--- OBJECTIVE ---
State whether each statement agrees with the testimony below, giving yes or no with the deciding words of the testimony quoted exactly: 1. Mr. Macauley says that royalty-free licenses are common. 2. Mr. Macauley holds that his side should have the right to license one concern without royalty and another at a royalty. 3. Mr. Macauley is certain that there are no exceptions to charging all manufacturers the same royalty.

--- SELECTION ---

○ ○ ○ ○

The CHAIRMAN. Or the granting of the license.

Mr. MACAULEY. When we grant them at all we grant them on a uniform basis to anyone that may apply, generally speaking.

Representative REECE. They are granted on a uniform basis, so that you don't reserve to yourself the privilege of discriminating between various manufacturers as to whether you grant royalty free or not?

Mr. MACAULEY. There are very few cases of royalty free, so far as that goes. I am not perfectly sure that I have your question clearly in mind.

Representative REECE. If you charge a royalty, do you charge the same royalty to all manufacturers?

Mr. MACAULEY. That is generally true. Whether there are any exceptions to it or not I don't know. I don't remember any at the

moment.

Representative REECE. I was just going to make one further observation. Do you think you should have the right to grant the patent to one concern without royalty and to another concern with royalty, and to a third concern at a different royalty?

Mr. MACAULEY. Yes; I think we should have the right, if we want to do that.

Mr. Cox. In fact, in these cases you have spoken of, where the license has been granted royalty free, that hasn't been a situation. has it, where you licensed one person under the patent free, and licensed another person under the same patent and charged him & royalty?

Mr. MACAULEY. No.

Mr. Cox. So far as the particular patent is concerned, you treat all licenses alike.

○ ○ ○ ○

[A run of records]
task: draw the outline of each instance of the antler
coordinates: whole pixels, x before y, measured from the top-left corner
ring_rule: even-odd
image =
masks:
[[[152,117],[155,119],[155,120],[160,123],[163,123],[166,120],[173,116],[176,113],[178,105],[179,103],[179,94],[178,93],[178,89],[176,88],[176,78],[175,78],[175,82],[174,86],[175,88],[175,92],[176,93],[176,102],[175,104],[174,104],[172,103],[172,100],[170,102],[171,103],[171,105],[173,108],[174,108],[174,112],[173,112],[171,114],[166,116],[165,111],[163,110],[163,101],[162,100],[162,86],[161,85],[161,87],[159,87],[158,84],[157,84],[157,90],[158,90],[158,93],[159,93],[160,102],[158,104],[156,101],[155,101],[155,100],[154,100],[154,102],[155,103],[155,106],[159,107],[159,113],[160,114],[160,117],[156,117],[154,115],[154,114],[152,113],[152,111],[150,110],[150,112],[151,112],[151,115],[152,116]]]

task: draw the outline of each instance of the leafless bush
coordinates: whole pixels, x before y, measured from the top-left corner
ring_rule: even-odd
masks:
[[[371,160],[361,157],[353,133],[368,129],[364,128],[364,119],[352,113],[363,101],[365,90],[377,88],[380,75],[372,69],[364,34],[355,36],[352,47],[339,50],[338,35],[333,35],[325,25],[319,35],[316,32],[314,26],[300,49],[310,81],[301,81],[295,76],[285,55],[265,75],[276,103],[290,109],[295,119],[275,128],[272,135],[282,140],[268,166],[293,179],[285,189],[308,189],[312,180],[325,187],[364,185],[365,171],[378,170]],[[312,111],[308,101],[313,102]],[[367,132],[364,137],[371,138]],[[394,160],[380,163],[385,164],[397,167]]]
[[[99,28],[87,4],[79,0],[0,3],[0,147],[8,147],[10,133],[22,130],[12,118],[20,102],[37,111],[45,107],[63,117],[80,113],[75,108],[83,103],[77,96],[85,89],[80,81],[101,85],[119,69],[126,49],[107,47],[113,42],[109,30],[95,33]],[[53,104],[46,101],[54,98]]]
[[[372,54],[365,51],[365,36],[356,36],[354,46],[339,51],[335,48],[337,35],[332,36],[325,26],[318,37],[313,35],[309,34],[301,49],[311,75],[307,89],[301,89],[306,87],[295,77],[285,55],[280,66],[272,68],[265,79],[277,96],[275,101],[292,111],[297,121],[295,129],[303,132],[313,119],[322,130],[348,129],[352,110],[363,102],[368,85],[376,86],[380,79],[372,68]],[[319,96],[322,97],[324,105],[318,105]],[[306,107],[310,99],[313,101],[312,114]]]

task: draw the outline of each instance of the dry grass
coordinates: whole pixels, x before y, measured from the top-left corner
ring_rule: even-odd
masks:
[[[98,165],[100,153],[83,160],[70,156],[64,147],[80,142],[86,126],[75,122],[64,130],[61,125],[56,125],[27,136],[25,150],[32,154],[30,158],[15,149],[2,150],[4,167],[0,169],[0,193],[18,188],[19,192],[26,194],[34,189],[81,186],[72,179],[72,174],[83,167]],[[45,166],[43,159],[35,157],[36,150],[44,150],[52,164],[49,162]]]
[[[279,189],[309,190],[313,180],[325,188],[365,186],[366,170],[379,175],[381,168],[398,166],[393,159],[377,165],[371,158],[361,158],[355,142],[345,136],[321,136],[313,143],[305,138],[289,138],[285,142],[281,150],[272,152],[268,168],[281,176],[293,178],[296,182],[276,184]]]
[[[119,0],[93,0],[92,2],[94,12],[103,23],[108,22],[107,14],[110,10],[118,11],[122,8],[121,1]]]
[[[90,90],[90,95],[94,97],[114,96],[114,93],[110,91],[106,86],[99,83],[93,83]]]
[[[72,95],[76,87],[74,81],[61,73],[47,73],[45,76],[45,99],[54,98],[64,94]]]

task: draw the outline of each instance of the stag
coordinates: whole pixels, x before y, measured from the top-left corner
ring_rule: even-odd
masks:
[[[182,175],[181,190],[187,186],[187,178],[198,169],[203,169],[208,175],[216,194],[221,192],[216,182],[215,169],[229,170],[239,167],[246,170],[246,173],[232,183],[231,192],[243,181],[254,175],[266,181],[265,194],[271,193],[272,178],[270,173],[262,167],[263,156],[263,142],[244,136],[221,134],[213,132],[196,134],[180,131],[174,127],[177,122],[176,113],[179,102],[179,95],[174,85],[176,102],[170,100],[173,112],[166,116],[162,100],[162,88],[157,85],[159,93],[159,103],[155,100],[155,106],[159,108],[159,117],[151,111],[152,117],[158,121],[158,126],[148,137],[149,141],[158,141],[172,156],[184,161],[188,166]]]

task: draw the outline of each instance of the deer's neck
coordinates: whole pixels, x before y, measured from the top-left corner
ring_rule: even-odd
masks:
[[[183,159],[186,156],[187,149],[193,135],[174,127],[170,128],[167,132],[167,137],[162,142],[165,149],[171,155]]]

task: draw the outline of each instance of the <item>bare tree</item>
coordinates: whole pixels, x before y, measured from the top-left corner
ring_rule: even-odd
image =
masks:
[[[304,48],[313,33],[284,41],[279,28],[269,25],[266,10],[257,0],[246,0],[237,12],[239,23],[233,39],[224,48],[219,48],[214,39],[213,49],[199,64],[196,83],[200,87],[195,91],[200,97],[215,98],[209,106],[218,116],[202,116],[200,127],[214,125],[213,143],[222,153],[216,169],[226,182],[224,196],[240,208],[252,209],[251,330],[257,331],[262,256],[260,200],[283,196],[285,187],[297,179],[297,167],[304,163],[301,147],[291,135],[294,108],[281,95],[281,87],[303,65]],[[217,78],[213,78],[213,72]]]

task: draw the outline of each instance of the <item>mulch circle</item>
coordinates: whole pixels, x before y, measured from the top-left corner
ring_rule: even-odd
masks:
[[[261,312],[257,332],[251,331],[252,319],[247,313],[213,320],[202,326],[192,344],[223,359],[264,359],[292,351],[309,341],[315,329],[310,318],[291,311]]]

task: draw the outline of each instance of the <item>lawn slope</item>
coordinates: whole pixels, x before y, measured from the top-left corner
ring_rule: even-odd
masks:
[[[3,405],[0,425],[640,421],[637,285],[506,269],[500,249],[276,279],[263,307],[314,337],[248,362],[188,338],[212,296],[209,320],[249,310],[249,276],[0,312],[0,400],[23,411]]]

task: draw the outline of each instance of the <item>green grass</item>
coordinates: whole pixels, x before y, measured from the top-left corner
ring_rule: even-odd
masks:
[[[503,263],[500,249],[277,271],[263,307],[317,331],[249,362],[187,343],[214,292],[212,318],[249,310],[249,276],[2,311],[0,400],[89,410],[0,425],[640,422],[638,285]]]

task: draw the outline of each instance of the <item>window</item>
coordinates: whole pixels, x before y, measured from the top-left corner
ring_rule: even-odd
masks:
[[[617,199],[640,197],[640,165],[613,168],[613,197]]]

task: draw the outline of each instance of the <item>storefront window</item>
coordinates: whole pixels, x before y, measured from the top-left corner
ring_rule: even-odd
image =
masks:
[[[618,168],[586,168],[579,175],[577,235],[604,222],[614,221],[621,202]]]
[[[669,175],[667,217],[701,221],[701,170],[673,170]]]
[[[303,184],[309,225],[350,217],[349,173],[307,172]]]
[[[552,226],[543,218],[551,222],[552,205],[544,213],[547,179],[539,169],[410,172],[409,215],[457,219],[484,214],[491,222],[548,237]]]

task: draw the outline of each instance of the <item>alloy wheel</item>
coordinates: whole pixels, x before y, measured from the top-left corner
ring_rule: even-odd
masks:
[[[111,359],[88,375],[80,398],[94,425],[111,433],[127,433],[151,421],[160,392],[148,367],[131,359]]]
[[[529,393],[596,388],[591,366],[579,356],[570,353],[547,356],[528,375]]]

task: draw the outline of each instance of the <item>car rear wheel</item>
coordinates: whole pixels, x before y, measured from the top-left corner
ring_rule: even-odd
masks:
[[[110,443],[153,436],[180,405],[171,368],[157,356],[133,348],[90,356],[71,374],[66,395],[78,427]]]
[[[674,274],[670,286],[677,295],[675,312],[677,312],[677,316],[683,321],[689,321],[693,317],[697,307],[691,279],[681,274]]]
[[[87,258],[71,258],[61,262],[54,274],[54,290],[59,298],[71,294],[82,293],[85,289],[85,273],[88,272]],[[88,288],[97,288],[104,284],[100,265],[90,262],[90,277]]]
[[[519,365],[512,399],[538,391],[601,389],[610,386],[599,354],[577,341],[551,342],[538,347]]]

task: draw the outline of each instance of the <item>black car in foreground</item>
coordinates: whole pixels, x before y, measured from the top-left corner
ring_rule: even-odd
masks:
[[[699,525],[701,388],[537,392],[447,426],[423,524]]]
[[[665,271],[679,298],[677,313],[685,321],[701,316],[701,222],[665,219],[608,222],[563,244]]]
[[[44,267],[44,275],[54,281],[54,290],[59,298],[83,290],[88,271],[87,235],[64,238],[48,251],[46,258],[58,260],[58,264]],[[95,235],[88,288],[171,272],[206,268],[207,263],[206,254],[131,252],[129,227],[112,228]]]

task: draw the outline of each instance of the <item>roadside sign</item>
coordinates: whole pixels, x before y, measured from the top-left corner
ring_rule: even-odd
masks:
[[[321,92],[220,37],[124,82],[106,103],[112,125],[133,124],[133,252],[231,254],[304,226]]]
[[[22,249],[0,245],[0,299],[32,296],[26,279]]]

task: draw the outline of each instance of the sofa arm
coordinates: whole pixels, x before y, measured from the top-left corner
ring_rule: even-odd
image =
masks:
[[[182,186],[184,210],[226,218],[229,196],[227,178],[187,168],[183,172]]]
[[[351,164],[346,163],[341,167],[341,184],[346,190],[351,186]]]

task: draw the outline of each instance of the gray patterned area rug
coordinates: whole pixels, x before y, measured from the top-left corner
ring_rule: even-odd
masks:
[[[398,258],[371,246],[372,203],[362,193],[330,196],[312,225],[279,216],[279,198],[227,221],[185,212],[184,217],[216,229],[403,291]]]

○ ○ ○ ○

--- FINAL RESULT ---
1. No: "There are very few cases of royalty free, so far as that goes."
2. Yes: "Yes; I think we should have the right, if we want to do that."
3. No: "Whether there are any exceptions to it or not I don't know."